### GOAL OF THE EXERCISE
Make a verbatim transcription of the records, without the pictures.

### DATA
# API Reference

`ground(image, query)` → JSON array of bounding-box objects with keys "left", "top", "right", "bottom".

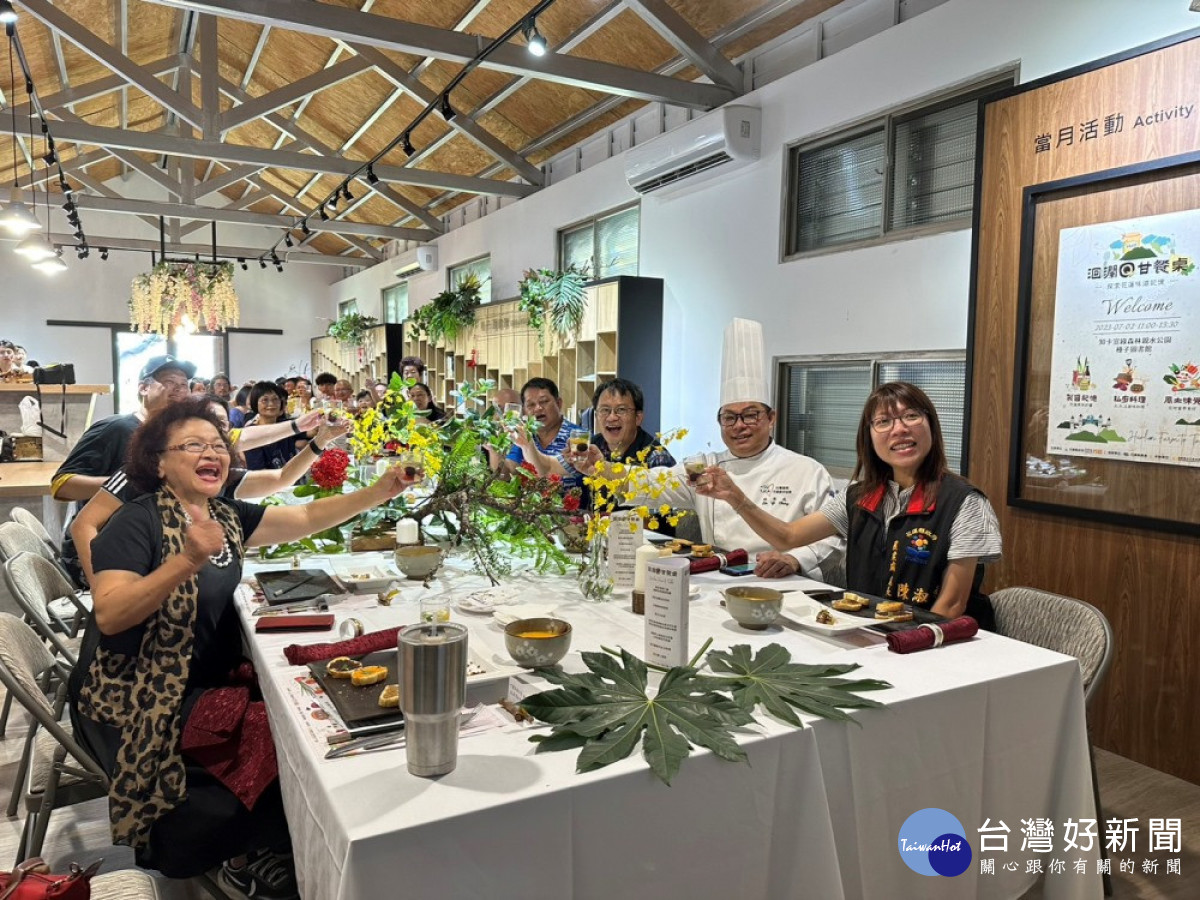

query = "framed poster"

[{"left": 1009, "top": 152, "right": 1200, "bottom": 535}]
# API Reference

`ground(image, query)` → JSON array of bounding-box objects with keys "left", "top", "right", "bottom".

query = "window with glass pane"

[
  {"left": 558, "top": 205, "right": 639, "bottom": 278},
  {"left": 777, "top": 355, "right": 967, "bottom": 475},
  {"left": 448, "top": 256, "right": 491, "bottom": 304},
  {"left": 785, "top": 76, "right": 1010, "bottom": 256},
  {"left": 791, "top": 129, "right": 885, "bottom": 252},
  {"left": 382, "top": 283, "right": 408, "bottom": 323},
  {"left": 338, "top": 299, "right": 358, "bottom": 317},
  {"left": 781, "top": 363, "right": 872, "bottom": 474},
  {"left": 595, "top": 206, "right": 639, "bottom": 277},
  {"left": 561, "top": 224, "right": 594, "bottom": 274},
  {"left": 890, "top": 98, "right": 979, "bottom": 231}
]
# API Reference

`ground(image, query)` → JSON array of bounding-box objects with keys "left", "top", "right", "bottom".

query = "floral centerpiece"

[{"left": 130, "top": 261, "right": 239, "bottom": 334}]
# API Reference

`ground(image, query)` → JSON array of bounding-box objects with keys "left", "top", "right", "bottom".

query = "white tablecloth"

[{"left": 240, "top": 555, "right": 1102, "bottom": 900}]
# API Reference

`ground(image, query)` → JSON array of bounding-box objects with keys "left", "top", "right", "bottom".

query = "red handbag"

[{"left": 0, "top": 858, "right": 101, "bottom": 900}]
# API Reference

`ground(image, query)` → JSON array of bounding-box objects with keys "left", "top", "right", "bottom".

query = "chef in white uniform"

[{"left": 625, "top": 319, "right": 845, "bottom": 581}]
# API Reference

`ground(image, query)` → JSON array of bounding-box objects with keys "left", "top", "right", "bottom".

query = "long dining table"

### WRITTEN SOLUTION
# API Reference

`ground(image, query)` → JSON array of bounding-box objects with keys "left", "top", "right", "bottom".


query = "framed poster"

[{"left": 1009, "top": 152, "right": 1200, "bottom": 535}]
# API Reference

`ground(image, query)` → JSON array of bounding-box objects with keys "left", "top", "right", "bottom".

query = "window with glass pane"

[
  {"left": 558, "top": 205, "right": 639, "bottom": 278},
  {"left": 777, "top": 355, "right": 967, "bottom": 475},
  {"left": 448, "top": 256, "right": 491, "bottom": 304},
  {"left": 785, "top": 76, "right": 1010, "bottom": 256},
  {"left": 791, "top": 129, "right": 885, "bottom": 252},
  {"left": 382, "top": 283, "right": 408, "bottom": 323},
  {"left": 338, "top": 299, "right": 358, "bottom": 317},
  {"left": 781, "top": 363, "right": 872, "bottom": 474},
  {"left": 595, "top": 206, "right": 639, "bottom": 277},
  {"left": 561, "top": 224, "right": 594, "bottom": 274},
  {"left": 890, "top": 98, "right": 979, "bottom": 231}
]
# API Reference

`ground(image, query)` → JSON array of bounding-box objects with keys "left", "top", "right", "bottom".

query = "floral centerpiece"

[{"left": 130, "top": 261, "right": 239, "bottom": 334}]
# API Reference

`ground(image, query)` → JSON array of bounding-box objects with keys "left", "top", "right", "bottom".

query = "white tablecloth"

[{"left": 240, "top": 555, "right": 1102, "bottom": 900}]
# API Reference

`ground(image, query)` → JSON array of bounding-box objects with keys "left", "top", "right", "bottom".

query = "red handbag"

[{"left": 0, "top": 858, "right": 101, "bottom": 900}]
# API Reference

`ground(image, query)` → JSON array of bounding-box objects with keys "left", "top", "right", "bottom".

query = "chef in white uniform"

[{"left": 625, "top": 319, "right": 845, "bottom": 581}]
# API Reference

`ground(image, query)` → JSON array of bounding-box objects with keys "left", "top", "right", "bottom".

query = "long dining table"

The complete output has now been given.